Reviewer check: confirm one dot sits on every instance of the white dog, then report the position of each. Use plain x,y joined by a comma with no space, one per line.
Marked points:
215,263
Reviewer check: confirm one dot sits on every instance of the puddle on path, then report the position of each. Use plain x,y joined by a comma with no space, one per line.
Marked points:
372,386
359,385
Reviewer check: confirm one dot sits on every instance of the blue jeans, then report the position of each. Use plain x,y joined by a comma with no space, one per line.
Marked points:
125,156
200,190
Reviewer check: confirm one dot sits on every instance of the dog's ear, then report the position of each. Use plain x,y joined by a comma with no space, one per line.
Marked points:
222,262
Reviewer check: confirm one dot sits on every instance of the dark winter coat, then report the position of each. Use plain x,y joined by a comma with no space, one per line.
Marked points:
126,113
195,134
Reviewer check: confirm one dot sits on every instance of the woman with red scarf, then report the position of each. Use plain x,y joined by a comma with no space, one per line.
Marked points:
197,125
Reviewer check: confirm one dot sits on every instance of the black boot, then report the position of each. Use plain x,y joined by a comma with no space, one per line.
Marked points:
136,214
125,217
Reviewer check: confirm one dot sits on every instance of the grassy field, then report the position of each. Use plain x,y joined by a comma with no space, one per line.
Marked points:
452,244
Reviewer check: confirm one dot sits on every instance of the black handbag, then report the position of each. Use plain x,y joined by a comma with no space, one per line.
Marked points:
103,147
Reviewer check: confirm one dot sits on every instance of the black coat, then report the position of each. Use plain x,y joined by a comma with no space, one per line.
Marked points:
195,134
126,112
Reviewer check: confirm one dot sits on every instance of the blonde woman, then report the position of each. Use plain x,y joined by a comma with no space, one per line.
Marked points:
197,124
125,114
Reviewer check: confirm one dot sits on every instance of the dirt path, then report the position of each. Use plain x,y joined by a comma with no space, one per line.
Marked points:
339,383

——

**Written exercise:**
Can you add 143 to every coordinate in the marked points and write the lines out again, from the line that contains "black handbag, then" through the last line, keeping the requests as they are?

**Complete answer:**
Reviewer check: confirm one dot sits on every instance of the black handbag, then report the position of each. Use plain x,y joined by a comma with no space, one per line.
Marked points:
246,290
Reviewer check: confirm one dot sits on every instance of the black coat, then report the position of each. Use plain x,y joined by a comma with no space, one per line.
Marked points:
338,277
269,255
Reviewer check: confirm one dot sits on every instance of the blonde woman, then report the position of each. Use plain x,y joined by a comma with no space, one per line.
Marked points:
340,267
268,257
Reviewer check: confirm one dot sits on every instance of the dirt path, then report the position of each. Use plain x,y joined by a comma with no space, one per line.
Marked points:
482,526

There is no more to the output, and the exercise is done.